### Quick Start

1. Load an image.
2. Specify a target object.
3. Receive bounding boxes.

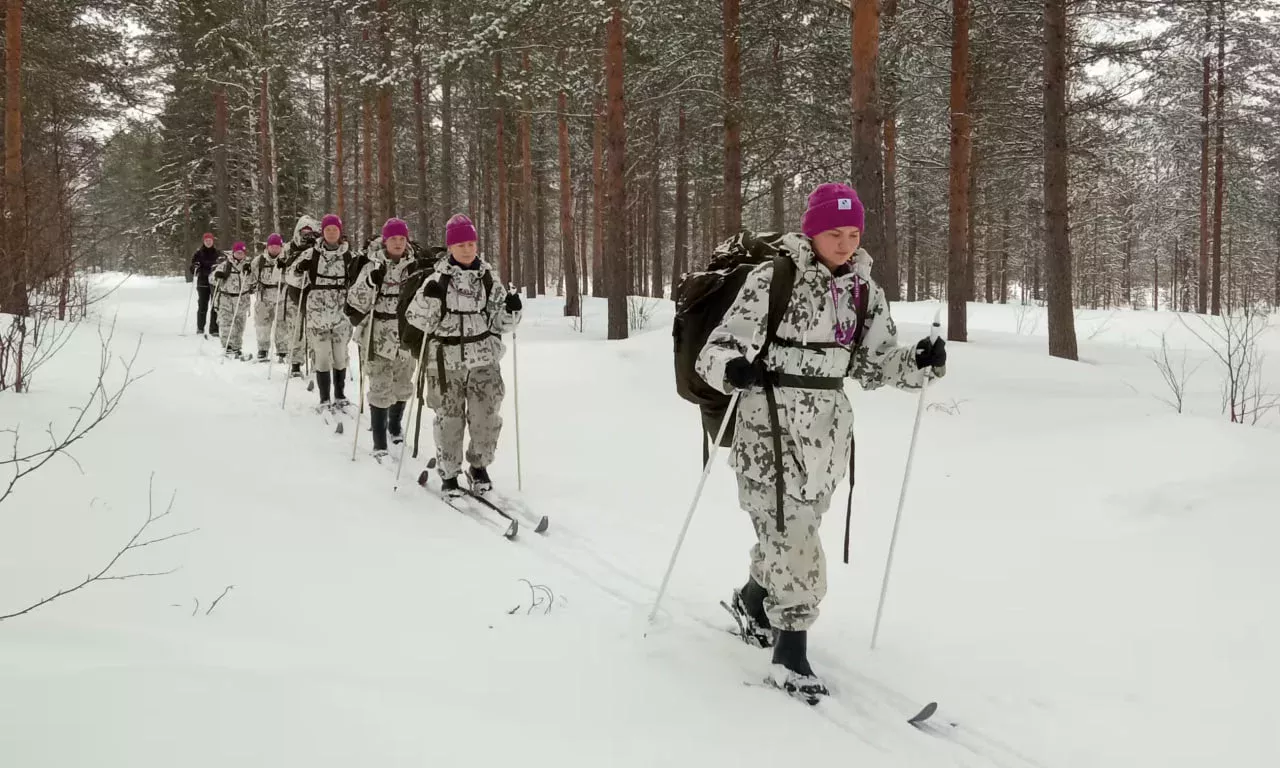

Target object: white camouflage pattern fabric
[404,256,522,371]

□ □ □

**Exercise description**
Copy the material above line for line without changing anything, and leave the picture out of your copy.

**Response to this exercise**
### Quick Start

1. Load an image.
2. Specify a target object.
3. Receive bounding boxes.


Target object: white camouflage pattern fabric
[404,256,522,371]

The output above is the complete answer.